### Study text
Up until this weekend you were correct in saying that she returns the favor infrequently of going out of her way to make me smile. Yes, you are correct in the fact that she was controlling the shots. That's why I took this weekend and told her what i want instead of asking for permission. I'm now more than happy with the pace we're at. It is true that relationships don't need an official title, and that they just grow into what they are. However, with all the cheating that goes on in today's society, it's better to establish your intentions of being exclusive to each other.

to the women who criticized my analytical abilities at the bottom of page 1: I'm fully aware of my needs and desires in a relationship. I LIKE going out of my way to make people smile. I get satisfaction in making people happy. It's not as if i haven't realized this yet.

To the rest of you, thanks, but in all honesty, i've realized that handling this on my own is by far the best approach. Every person is different, and should be handled differently. Bottom line, i believe that being genuine is more important than playing any of the games or stupid rules.

### Supplied material
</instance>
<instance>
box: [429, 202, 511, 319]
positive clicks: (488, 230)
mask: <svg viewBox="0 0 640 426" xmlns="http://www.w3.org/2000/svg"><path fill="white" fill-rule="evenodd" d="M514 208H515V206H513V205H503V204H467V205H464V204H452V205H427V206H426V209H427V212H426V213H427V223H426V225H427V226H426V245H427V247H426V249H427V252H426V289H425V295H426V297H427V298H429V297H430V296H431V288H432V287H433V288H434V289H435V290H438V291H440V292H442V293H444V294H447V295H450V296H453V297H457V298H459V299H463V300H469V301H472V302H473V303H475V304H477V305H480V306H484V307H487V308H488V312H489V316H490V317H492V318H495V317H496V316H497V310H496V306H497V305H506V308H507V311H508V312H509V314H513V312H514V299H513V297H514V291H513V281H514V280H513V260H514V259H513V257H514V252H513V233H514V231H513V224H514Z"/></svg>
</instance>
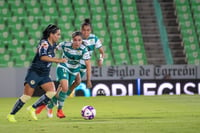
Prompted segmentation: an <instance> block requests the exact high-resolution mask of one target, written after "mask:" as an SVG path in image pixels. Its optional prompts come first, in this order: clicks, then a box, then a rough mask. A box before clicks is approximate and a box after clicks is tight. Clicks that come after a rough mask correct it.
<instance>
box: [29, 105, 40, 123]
mask: <svg viewBox="0 0 200 133" xmlns="http://www.w3.org/2000/svg"><path fill="white" fill-rule="evenodd" d="M27 110H28V112H29V114H30V116H31V117H32V118H33V120H36V121H37V120H38V118H37V116H36V113H35V110H36V109H34V108H33V107H32V106H29V107H28V108H27Z"/></svg>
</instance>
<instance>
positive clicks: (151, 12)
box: [0, 0, 200, 96]
mask: <svg viewBox="0 0 200 133" xmlns="http://www.w3.org/2000/svg"><path fill="white" fill-rule="evenodd" d="M0 12H1V13H0V14H1V15H0V20H1V21H0V31H1V32H0V71H1V72H4V73H5V75H4V77H2V78H1V86H3V88H5V87H6V86H7V84H6V83H5V82H4V81H5V80H6V81H7V79H8V80H10V79H13V78H15V79H13V81H14V85H13V86H10V88H12V87H14V88H15V86H16V84H17V86H18V84H22V83H23V77H24V75H25V74H24V73H25V72H26V71H24V69H22V70H21V69H20V71H19V69H17V68H28V66H29V65H30V63H31V60H32V58H33V56H34V54H35V48H36V46H37V43H38V41H39V39H40V37H41V34H42V30H43V29H44V28H45V27H46V26H47V25H48V24H50V23H51V24H56V25H58V26H59V27H60V28H61V30H62V38H61V40H60V41H63V40H69V39H70V36H71V33H72V32H73V31H75V30H79V29H80V25H81V23H82V22H83V20H84V18H90V19H91V21H92V26H93V33H94V34H96V35H97V36H98V37H99V38H100V39H101V40H102V42H103V47H104V50H105V55H106V57H105V60H104V67H108V66H115V67H116V66H124V65H128V66H143V67H145V66H148V65H153V66H156V65H174V66H176V65H181V66H183V67H184V66H188V65H190V66H191V65H192V66H194V67H196V66H197V67H198V66H199V64H200V49H199V47H200V43H199V42H200V16H199V14H200V1H199V0H47V1H46V0H0ZM57 56H59V54H57ZM96 56H97V54H96V53H95V56H93V57H92V62H93V64H95V62H96V61H95V60H96V58H95V57H96ZM55 66H56V64H54V67H55ZM2 68H6V71H3V69H2ZM168 68H170V67H168ZM13 69H14V70H13ZM137 70H138V69H137ZM194 70H195V72H196V75H198V73H197V72H199V71H200V68H199V67H198V68H194ZM7 72H10V73H8V74H6V73H7ZM19 73H23V74H24V75H23V74H22V76H20V75H19ZM12 74H15V75H14V76H12ZM6 75H7V77H6V78H5V76H6ZM196 75H195V76H194V77H195V78H193V79H198V78H199V76H196ZM9 76H10V77H9ZM19 77H20V78H21V79H20V82H19V83H18V78H19ZM152 77H154V76H152ZM179 77H181V76H179ZM150 78H151V77H150ZM181 78H182V77H181ZM183 78H184V79H186V78H187V77H183ZM2 79H4V80H2ZM172 79H173V77H172ZM104 80H106V77H104ZM15 82H16V84H15ZM20 87H21V86H20ZM7 88H8V87H7ZM13 93H14V96H15V95H16V94H15V93H17V91H16V92H13ZM17 95H19V92H18V93H17ZM11 96H13V95H11Z"/></svg>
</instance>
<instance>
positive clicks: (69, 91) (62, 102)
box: [58, 90, 72, 109]
mask: <svg viewBox="0 0 200 133" xmlns="http://www.w3.org/2000/svg"><path fill="white" fill-rule="evenodd" d="M61 92H62V91H61ZM71 93H72V91H71V90H68V91H67V92H66V93H64V92H62V93H61V94H59V100H58V109H62V108H63V106H64V101H65V99H66V98H67V96H69V95H70V94H71ZM61 97H62V98H61ZM60 98H61V99H60Z"/></svg>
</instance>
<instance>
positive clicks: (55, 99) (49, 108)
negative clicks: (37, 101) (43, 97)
mask: <svg viewBox="0 0 200 133" xmlns="http://www.w3.org/2000/svg"><path fill="white" fill-rule="evenodd" d="M57 101H58V98H57V97H56V96H54V97H53V98H52V99H51V100H50V102H49V103H48V105H47V107H48V108H49V109H52V108H53V107H54V106H55V105H57Z"/></svg>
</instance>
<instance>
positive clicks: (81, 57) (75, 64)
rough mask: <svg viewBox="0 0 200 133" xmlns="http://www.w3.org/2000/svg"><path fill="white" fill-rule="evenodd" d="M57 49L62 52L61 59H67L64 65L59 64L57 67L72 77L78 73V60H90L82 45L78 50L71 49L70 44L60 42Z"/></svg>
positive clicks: (84, 48)
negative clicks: (64, 69) (61, 55)
mask: <svg viewBox="0 0 200 133" xmlns="http://www.w3.org/2000/svg"><path fill="white" fill-rule="evenodd" d="M57 49H58V50H62V51H63V57H64V58H66V59H67V62H66V63H59V64H58V66H57V67H61V68H64V69H65V70H67V71H68V72H69V73H71V74H73V75H77V73H78V72H79V71H80V60H83V61H85V60H88V59H90V54H89V52H88V49H87V47H86V46H84V45H83V44H81V46H80V47H79V48H78V49H73V47H72V42H61V43H60V44H59V45H58V46H57Z"/></svg>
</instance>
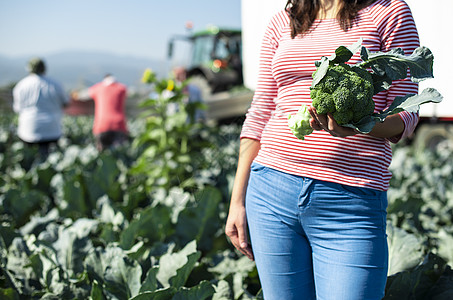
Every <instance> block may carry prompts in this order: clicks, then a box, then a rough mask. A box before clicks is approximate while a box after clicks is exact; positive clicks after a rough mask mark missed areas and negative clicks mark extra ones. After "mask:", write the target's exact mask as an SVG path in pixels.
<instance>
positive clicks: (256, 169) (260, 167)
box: [250, 162, 269, 174]
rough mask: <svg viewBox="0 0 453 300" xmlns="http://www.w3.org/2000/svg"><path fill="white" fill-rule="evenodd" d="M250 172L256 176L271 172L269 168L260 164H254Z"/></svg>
mask: <svg viewBox="0 0 453 300" xmlns="http://www.w3.org/2000/svg"><path fill="white" fill-rule="evenodd" d="M250 171H251V172H253V173H255V174H264V173H266V172H267V171H269V168H268V167H266V166H263V165H261V164H259V163H256V162H253V163H252V165H251V166H250Z"/></svg>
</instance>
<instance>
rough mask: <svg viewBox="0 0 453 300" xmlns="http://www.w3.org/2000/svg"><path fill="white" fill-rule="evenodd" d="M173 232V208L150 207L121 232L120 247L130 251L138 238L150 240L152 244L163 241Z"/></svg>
mask: <svg viewBox="0 0 453 300" xmlns="http://www.w3.org/2000/svg"><path fill="white" fill-rule="evenodd" d="M173 232H174V229H173V225H172V222H171V208H169V207H166V206H164V205H161V204H158V205H156V206H149V207H147V208H145V209H143V210H142V211H141V212H140V214H139V215H138V216H137V217H136V218H135V219H133V220H132V221H131V222H130V224H129V226H128V227H127V228H126V229H125V230H123V231H122V232H121V235H120V246H121V247H122V248H123V249H130V248H131V247H132V246H133V245H134V244H135V240H136V238H137V237H141V238H148V239H149V240H150V242H157V241H163V240H164V239H165V238H166V237H167V236H170V235H172V234H173Z"/></svg>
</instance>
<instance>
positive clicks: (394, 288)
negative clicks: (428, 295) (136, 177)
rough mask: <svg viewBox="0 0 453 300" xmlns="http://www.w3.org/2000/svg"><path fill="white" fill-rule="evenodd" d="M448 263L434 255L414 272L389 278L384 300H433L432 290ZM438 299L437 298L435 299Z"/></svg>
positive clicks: (396, 275) (388, 279) (424, 262)
mask: <svg viewBox="0 0 453 300" xmlns="http://www.w3.org/2000/svg"><path fill="white" fill-rule="evenodd" d="M445 266H446V263H445V261H444V260H442V259H441V258H440V257H439V256H436V255H434V254H432V253H429V254H428V255H426V257H425V259H424V260H423V263H421V264H420V265H418V266H417V267H416V268H414V269H413V270H407V271H403V272H400V273H397V274H394V275H392V276H389V277H388V278H387V285H386V287H385V297H384V298H383V299H384V300H390V299H392V300H393V299H394V300H399V299H432V298H429V297H427V295H428V294H429V292H430V290H431V289H432V288H433V287H434V286H435V285H436V283H437V281H438V280H439V279H440V278H441V276H442V274H443V273H444V270H445ZM433 299H436V298H433Z"/></svg>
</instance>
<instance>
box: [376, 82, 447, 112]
mask: <svg viewBox="0 0 453 300" xmlns="http://www.w3.org/2000/svg"><path fill="white" fill-rule="evenodd" d="M442 99H443V97H442V95H441V94H440V93H439V92H438V91H437V90H436V89H433V88H426V89H424V90H423V91H422V92H421V94H418V95H414V94H408V95H406V96H404V97H395V99H394V100H393V103H392V104H391V105H390V106H389V108H388V109H387V110H385V111H383V112H382V113H380V114H378V115H379V117H380V118H385V117H387V116H389V115H393V114H396V113H399V112H401V111H403V110H404V111H407V112H412V113H414V112H418V110H419V109H420V105H422V104H424V103H429V102H434V103H439V102H441V101H442ZM382 120H383V119H382Z"/></svg>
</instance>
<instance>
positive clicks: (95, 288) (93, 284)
mask: <svg viewBox="0 0 453 300" xmlns="http://www.w3.org/2000/svg"><path fill="white" fill-rule="evenodd" d="M90 297H91V299H92V300H107V299H106V298H105V296H104V293H103V292H102V287H101V286H100V284H99V283H98V282H97V280H93V284H92V285H91V294H90Z"/></svg>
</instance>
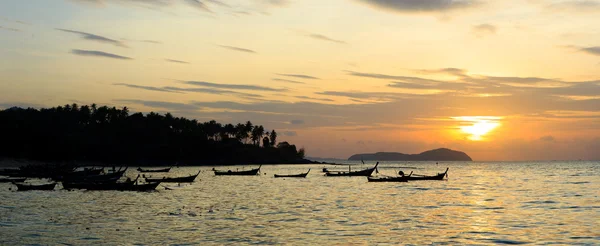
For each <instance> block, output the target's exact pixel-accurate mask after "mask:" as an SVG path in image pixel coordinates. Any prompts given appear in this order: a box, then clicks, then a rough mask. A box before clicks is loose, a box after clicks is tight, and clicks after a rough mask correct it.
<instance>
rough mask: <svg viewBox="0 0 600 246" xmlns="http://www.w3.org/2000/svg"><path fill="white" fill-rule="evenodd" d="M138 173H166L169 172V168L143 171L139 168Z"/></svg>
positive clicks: (151, 169) (163, 168)
mask: <svg viewBox="0 0 600 246" xmlns="http://www.w3.org/2000/svg"><path fill="white" fill-rule="evenodd" d="M137 170H138V172H140V173H168V172H169V171H171V168H170V167H169V168H163V169H143V168H141V167H138V169H137Z"/></svg>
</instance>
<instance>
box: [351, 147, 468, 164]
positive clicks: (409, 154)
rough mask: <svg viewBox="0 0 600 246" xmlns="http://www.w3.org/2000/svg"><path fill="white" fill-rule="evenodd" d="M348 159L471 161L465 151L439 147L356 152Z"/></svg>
mask: <svg viewBox="0 0 600 246" xmlns="http://www.w3.org/2000/svg"><path fill="white" fill-rule="evenodd" d="M348 160H351V161H358V160H365V161H473V160H472V159H471V157H469V155H467V154H466V153H465V152H461V151H456V150H451V149H447V148H439V149H434V150H428V151H425V152H422V153H420V154H403V153H398V152H377V153H373V154H356V155H353V156H350V158H348Z"/></svg>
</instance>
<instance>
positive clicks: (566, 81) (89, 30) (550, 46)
mask: <svg viewBox="0 0 600 246" xmlns="http://www.w3.org/2000/svg"><path fill="white" fill-rule="evenodd" d="M598 26H600V1H593V0H578V1H568V0H561V1H551V0H503V1H483V0H462V1H454V0H327V1H320V0H301V1H300V0H243V1H238V0H52V1H48V0H28V1H11V0H2V1H0V57H2V59H0V108H9V107H12V106H20V107H36V108H40V107H52V106H58V105H64V104H72V103H77V104H80V105H83V104H91V103H96V104H99V105H111V106H117V107H123V106H127V107H128V108H129V109H130V110H131V111H134V112H150V111H154V112H161V113H166V112H171V113H172V114H173V115H175V116H182V117H186V118H195V119H198V120H199V121H209V120H212V119H214V120H217V121H218V122H221V123H223V124H225V123H239V122H246V121H248V120H250V121H252V122H253V123H255V124H262V125H264V126H265V128H266V129H267V130H270V129H275V130H276V131H277V132H278V133H279V137H278V140H279V141H289V142H291V143H293V144H296V145H297V146H298V147H304V148H305V149H306V153H307V155H308V156H312V157H334V158H348V157H349V156H350V155H352V154H357V153H370V152H379V151H393V152H402V153H419V152H422V151H426V150H429V149H434V148H442V147H443V148H451V149H455V150H460V151H464V152H466V153H467V154H468V155H470V156H471V157H472V158H473V159H474V160H477V161H527V160H579V159H583V160H600V29H598Z"/></svg>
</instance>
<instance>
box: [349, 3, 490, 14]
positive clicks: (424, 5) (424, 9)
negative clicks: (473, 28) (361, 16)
mask: <svg viewBox="0 0 600 246" xmlns="http://www.w3.org/2000/svg"><path fill="white" fill-rule="evenodd" d="M359 1H360V2H363V3H365V4H367V5H369V6H372V7H375V8H379V9H384V10H389V11H394V12H399V13H419V12H445V11H450V10H456V9H466V8H471V7H473V6H476V5H478V4H479V2H478V1H474V0H359Z"/></svg>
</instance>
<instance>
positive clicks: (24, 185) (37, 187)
mask: <svg viewBox="0 0 600 246" xmlns="http://www.w3.org/2000/svg"><path fill="white" fill-rule="evenodd" d="M13 184H14V185H16V186H17V190H18V191H29V190H54V187H55V186H56V183H51V184H43V185H32V184H19V183H13Z"/></svg>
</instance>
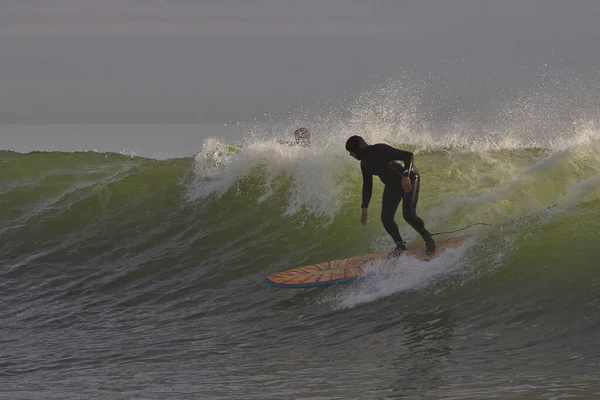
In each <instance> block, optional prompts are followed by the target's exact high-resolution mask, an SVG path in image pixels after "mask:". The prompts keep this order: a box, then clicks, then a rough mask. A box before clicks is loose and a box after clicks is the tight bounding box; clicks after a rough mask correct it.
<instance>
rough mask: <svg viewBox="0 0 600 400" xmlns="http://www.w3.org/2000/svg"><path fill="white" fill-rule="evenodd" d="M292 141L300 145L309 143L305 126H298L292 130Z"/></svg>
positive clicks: (309, 140)
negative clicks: (293, 130) (292, 138)
mask: <svg viewBox="0 0 600 400" xmlns="http://www.w3.org/2000/svg"><path fill="white" fill-rule="evenodd" d="M294 142H295V143H296V144H299V145H300V146H304V147H308V146H309V145H310V132H308V129H306V128H298V129H296V130H295V131H294Z"/></svg>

### Exercises to complete
a - Answer these from the relationship post:
(i) What did the writer do this weekend instead of asking for permission?
(ii) Where did the criticism of the writer's analytical abilities appear?
(iii) According to the writer, what is more important than playing games or following stupid rules?
b - Write a continuation of the relationship post, starting after its final sentence.

### Your written answers
a -
(i) The writer told her what they want.
(ii) At the bottom of page 1.
(iii) Being genuine.

b -
Yes i'm romantic. Yes we've kissed. No we haven't had sex yet. If you look at sex as the ultimate goal you're setting yourself up for defeat. And no, she is not a virgin! haha

Thanks,
-David
 Ironman5560
Joined: 3/23/2010
Msg: 23
I want to get to know you first
Posted: 10/31/2010 10:34:17 PM
and archangel.....done and done bro :)
 sweetest
Joined: 10/8/2007
Msg: 24
view profile
History
I want to get to know you first
Posted: 11/1/2010 4:12:53 AM

She has all the power - and that's not a good thing.

First, she told your buddy that she WANTED YOU to call and ask her out - so you did it.
Secondly, you go out of your way to make her smile.
Third, you asked her if you could be exclusive.

Seems like she's calling all the shots and you are following along with everything she wants and says. Bad idea.

Making her smile is a good thing - but I'd bet money right here and now that you do most of the making her smile while she returns the favor very infrequently, no?

From what I've read it sounds like the age ole "I'm hot and I know it, he'll do what *I* want because there are other guys who'll take his place...." syndrome. I'd wager she is used to having her ass kissed and getting her way - because "she's pretty..."

Man up and stand up for yourself. Stop going out of your way to make her smile - and yes you DO it - so don't even tell us you don't. Sit her and down and tell her that YOU are ready to be exclusive, that YOU would be more comfortable being in a relationship with her. If she immediately rejects you, then it is OBVIOUS that in her mind it's all about HER and your feelings and wants do fit into the equation. Then my friend you'll have your answer.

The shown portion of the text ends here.